Pagina:
⟨

Corte di Cassazione, sezione III penale, sentenza 9 maggio 2017, n. 22315

La L. n. 401 del 1989, articolo 6 bis, punisce sia il lancio e sia l’utilizzo (“lancia o utilizza”), in modo da creare un concreto pericolo per le persone, razzi, bengala, fuochi artificiali, petardi, strumenti per l’emissione di fumo o di gas visibile, ovvero bastoni, mazze, materiale imbrattante o inquinanti, oggetti contundenti o, comunque, atti ad offendere; intendendosi per utilizzo qualsiasi azione che concretamente pone in pericolo le persone

Suprema Corte di Cassazione

sezione III penale

sentenza 9 maggio 2017, n. 22315

REPUBBLICA ITALIANA

IN NOME DEL POPOLO ITALIANO

LA CORTE SUPREMA DI CASSAZIONE

SEZIONE TERZA PENALE

Composta dagli Ill.mi Sigg.ri Magistrati:

Dott. RAMACCI Luca – Presidente

Dott. SOCCI Angelo M. – rel. Consigliere

Dott. ANDREAZZA Gastone – Consigliere

Dott. DI STASI Antonella – Consigliere

Dott. CIRIELLO Antonella – Consigliere

ha pronunciato la seguente:

SENTENZA

sul ricorso proposto da:

(OMISSIS) nato il (OMISSIS);

avverso la sentenza del 14/05/2015 della CORTE APPELLO di FIRENZE;

visti gli atti, il provvedimento impugnato e il ricorso;

udita in PUBBLICA UDIENZA del 28/03/2017, la relazione svolta dal Consigliere ANGELO MATTEO SOCCI;

Udito il Procuratore Generale in persona del dott. STEFANO TOCCI che ha concluso per: “Inammissibilita’ del ricorso”;

sentito il difensore dell’imputato, Avv. (OMISSIS), che ha concluso per: “Accoglimento del ricorso”.

RITENUTO IN FATTO

1. La Corte d’Appello di Firenze con sentenza del 14 maggio 2015 confermava la decisione del Tribunale di Grosseto dell’8 marzo 2013 che aveva condannato (OMISSIS) alla pena di mesi 5 e giorni 10 di reclusione, oltre pene accessorie, per il reato di cui all’articolo 110 c.p., e L. n. 401 del 1989, articolo 6 bis, perche’ in concorso con un altro all’interno dello stadio Comunale (OMISSIS) durante le fasi dell’incontro di calcio (OMISSIS), ponevano in essere l’accensione di strumenti per l’emissione di fumo, che successivamente lanciavano in direzione del campo di gioco.

2. L’imputato propone ricorso per Cassazione, personalmente, deducendo i motivi di seguito enunciati, nei limiti strettamente necessari per la motivazione, come disposto dall’articolo 173 disp. att. c.p.p., comma 1.

2.1. Violazione di legge, L. n. 401 del 1989, articolo 6 bis, articoli 40, 43 e 110 c.p., e articoli 187, 192, 546, 530 e 533 c.p.p..

⟩

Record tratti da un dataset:
⟨

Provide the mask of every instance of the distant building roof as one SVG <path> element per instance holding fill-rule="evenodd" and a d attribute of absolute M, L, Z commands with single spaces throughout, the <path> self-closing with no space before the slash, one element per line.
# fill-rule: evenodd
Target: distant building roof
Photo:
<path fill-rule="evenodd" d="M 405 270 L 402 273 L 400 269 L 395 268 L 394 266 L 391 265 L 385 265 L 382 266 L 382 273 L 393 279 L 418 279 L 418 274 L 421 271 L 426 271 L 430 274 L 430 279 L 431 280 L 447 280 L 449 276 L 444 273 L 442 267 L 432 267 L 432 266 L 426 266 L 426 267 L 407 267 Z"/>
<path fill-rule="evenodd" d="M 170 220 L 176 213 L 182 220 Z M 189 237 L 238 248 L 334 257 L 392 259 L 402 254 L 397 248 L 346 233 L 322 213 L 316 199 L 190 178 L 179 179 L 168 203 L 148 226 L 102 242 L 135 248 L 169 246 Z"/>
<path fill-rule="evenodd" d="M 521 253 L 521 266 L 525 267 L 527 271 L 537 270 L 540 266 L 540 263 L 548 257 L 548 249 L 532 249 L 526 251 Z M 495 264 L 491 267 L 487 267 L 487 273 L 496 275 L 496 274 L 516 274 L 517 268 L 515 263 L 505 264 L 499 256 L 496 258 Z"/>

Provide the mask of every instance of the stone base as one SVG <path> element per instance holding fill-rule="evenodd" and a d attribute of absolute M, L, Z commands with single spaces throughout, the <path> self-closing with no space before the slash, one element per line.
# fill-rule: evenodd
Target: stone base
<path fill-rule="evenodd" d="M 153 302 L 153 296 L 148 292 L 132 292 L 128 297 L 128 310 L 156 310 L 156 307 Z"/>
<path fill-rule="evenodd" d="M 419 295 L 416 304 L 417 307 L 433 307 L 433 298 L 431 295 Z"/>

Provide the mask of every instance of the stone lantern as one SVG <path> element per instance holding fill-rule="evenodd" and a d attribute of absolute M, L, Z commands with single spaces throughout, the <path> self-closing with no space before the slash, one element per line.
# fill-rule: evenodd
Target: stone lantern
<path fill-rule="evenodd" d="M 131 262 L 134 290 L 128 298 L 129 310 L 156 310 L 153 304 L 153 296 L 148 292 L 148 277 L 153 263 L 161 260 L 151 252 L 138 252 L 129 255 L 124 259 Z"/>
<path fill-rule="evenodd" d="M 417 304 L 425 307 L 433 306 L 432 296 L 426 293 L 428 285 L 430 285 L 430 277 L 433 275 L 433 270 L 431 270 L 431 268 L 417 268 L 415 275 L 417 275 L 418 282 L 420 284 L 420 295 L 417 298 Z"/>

⟩

Dettagli esercizio: Nella sentenza, a quale pena il Tribunale di Grosseto aveva condannato l'imputato?

Risultato esercizio: Il Tribunale di Grosseto lo aveva condannato a cinque mesi e dieci giorni di reclusione, oltre alle pene accessorie.